Efficiency comparisons of inference algorithms with asymptotically decreasing bias and variance

Assume we have different inference algorithms or small variants of some specific algorithm, for example, having different warm-up adaptations in dynamic HMC, and the implementations of these have passed the above strict checking. We are interested in testing efficiency of these algorithms with more complex posteriors. Now to make the set of more interesting models have enough variety, we assume that careful use dynamic HMC, convergence diagnostics, and SBC will provide the reference posterior. We don't claim these reference posteriors would be 100% correct, and if your new algorithm produces different result there is reason to check which result is more likely to closer to true posterior. In efficiency comparisons we assume the algorithms are working, that is, they have passed the previous more strict tests with smaller set of models. For a bigger set of models we don't make as strict tests, but it is useful to make some checks that produced posterior is close to the reference posterior. The main interest in this use case is, however, in inference diagnostics and efficiency measures. Inference diagnostics should detect if the tested inference algorithm is not able to produce accurate results. An inference algorithm can be useful if it works fast for some set of models and it can be diagnosed when it doesn't work. Useful efficiency measures are effective sample size divided by the number of log-density and gradient evaluations as well as effective sample size per second. The first one is useful when comparing high-level algorithms as it doesn't care how well log-density and gradient evaluations are optimized and the second one can be useful when comparing algorithms where the choice of algorithm can affect the computational cost of log-density and gradient evaluation (e.g., use of Laplace integration over the latent values).

Explorative analysis of algorithms

The posteriors have keywords describing them. This can be used to find in which cases some algorithm fails or is significantly more efficient than other. These keywords can be like "unimodal", "multimodal", "funnel", "low_correlation", "high_correlation". In addition, the dimensionality of parameter space is known. This makes it possible to do explorative analysis, first finding in which cases algorithm fails and then comparing to the reference posterior in which way it is failing, or first finding in which cases algorithm efficiency is much different than for others (e.g., low efficiency for "high_correlation" posteriors) and then analysing the reasons.

§ WORK ITEM A
Summarize the text on comparing inference algorithms in three sentences.
§ WORK ITEM B
Extend the text on comparing inference algorithms past its final sentence.

§ RECORDED INFORMATION

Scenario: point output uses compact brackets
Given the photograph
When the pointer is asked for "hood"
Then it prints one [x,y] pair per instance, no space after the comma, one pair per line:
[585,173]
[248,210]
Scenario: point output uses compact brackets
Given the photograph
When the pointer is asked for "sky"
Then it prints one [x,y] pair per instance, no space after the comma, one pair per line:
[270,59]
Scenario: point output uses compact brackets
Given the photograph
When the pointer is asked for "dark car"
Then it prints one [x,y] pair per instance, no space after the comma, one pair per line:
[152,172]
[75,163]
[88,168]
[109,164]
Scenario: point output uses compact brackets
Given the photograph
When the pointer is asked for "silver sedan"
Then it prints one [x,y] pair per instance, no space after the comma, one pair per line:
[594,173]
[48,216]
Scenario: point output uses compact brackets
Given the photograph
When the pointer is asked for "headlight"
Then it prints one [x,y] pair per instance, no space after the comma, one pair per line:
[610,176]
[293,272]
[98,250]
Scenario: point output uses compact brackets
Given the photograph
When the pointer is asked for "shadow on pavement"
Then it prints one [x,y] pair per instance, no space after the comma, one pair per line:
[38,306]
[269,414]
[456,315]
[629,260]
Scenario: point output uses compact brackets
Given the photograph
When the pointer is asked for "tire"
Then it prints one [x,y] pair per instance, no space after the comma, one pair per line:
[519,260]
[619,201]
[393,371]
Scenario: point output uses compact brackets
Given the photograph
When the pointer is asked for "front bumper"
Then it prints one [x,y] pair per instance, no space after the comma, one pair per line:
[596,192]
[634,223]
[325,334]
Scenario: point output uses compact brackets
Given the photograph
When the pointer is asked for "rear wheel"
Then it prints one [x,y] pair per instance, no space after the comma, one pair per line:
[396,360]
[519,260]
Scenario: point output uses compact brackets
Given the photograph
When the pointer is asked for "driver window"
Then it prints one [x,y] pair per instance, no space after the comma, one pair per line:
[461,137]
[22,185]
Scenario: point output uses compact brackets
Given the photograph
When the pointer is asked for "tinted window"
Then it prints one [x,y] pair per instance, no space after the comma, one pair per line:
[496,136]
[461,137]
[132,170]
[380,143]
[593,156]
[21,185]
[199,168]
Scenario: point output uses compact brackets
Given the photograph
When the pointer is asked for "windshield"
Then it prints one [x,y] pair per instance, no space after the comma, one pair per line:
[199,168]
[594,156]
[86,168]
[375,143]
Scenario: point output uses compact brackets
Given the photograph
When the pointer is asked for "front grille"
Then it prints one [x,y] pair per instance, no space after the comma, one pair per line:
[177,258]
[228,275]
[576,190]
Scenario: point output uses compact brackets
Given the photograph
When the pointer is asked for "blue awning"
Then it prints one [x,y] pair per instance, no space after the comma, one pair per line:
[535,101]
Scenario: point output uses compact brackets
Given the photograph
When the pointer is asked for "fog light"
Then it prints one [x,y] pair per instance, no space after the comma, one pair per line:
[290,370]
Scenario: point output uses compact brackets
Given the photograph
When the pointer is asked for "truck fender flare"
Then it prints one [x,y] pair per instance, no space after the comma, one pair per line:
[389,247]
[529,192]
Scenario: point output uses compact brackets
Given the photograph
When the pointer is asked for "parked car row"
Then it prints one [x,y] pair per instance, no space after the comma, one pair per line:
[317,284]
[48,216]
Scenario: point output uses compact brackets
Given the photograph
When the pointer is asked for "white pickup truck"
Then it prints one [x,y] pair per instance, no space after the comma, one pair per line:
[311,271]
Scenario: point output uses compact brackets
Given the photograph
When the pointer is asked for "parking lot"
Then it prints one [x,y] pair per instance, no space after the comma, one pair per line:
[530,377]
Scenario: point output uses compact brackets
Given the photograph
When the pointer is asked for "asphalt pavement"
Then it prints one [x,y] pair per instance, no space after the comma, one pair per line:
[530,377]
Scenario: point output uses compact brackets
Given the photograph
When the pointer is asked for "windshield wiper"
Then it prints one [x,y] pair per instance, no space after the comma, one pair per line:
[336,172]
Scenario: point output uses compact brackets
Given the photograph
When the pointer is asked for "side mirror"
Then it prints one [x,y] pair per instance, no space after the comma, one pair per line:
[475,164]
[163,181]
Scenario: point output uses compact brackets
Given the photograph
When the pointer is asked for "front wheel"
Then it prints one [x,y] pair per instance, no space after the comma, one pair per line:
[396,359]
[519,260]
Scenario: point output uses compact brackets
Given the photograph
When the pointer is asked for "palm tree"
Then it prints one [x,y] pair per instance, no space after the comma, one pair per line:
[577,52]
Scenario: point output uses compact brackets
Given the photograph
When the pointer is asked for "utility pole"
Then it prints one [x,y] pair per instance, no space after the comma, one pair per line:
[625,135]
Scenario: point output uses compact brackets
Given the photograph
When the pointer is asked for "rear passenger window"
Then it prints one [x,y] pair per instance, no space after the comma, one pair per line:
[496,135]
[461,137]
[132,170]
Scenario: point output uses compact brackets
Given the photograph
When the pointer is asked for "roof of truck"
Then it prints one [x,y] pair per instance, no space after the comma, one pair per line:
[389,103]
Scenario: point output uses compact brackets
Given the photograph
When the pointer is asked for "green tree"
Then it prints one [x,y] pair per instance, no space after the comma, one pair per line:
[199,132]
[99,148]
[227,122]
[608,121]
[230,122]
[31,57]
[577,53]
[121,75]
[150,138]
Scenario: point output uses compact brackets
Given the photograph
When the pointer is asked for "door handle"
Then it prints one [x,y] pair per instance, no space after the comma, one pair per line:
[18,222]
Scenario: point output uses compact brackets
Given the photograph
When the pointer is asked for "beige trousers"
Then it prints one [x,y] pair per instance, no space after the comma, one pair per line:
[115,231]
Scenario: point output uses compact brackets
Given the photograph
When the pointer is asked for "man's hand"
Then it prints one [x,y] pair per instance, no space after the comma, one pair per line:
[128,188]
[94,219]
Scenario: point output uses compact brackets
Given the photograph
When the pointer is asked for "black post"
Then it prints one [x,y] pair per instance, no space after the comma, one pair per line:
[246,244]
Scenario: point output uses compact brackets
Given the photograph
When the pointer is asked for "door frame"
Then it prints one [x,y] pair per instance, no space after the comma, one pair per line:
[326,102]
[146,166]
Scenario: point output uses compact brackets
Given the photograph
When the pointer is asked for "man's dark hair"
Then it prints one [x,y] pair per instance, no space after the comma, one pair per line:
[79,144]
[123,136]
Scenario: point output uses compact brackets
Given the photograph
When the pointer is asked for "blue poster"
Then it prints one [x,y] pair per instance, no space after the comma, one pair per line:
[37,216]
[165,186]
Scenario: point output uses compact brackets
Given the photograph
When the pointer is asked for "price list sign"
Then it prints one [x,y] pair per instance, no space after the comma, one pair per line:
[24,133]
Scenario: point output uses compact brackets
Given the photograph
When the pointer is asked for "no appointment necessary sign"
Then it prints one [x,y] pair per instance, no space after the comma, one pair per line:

§ EXPECTED OUTPUT A
Inference algorithms that have already passed strict checks are compared for efficiency on more complex posteriors, and careful use of dynamic HMC, convergence diagnostics, and SBC provides the reference posteriors. The main interest is in two things: inference diagnostics that detect when an algorithm cannot produce accurate results, and efficiency measures such as effective sample size per log-density and gradient evaluation or per second. Keywords describing the posteriors, such as "multimodal" or "funnel", together with the known dimensionality, support explorative analysis of where an algorithm fails or differs sharply in efficiency.

§ EXPECTED OUTPUT B
Developing new algorithms for interesting models

We aim to include in posteriordb also challenging models and posteriors for which we don't know efficient algorithms yet, for example, posteriors for which we know the current dynamic HMC in Stan is inefficient. Some of the posteriors might be such that dynamic HMC needs to be run very very long time, and some might be such that even if dynamic HMC would be best we know we assume it's still getting stuck in local modes. We welcome interesting challenging examples even without a reference posterior or if the reference posterior has been computed with a model-specific algorithm. Having those models in the database, makes it faster for others to experiment with challenging models, too.

Code examples

Whenever there is some code on the internet, it is possible that someone copies it. We aim to have best practices for Stan code and priors so that, if someone copies one of our examples, we don't spread bad examples. Sometimes, we may also include models with bad priors (e.g., some models copied from BUGS examples) as they can provide good test posteriors (e.g., weak identifiability) for convergence diagnostics, but such bad priors should be accompanied with a comment stating that they are bad priors.

Models and data for teaching

A teacher in Bayesian Statistics may be able to use the posterior database to give students simple access to data and Stan code that has been tested and are known to work. Hence, the posterior database can also be used as a teaching tool.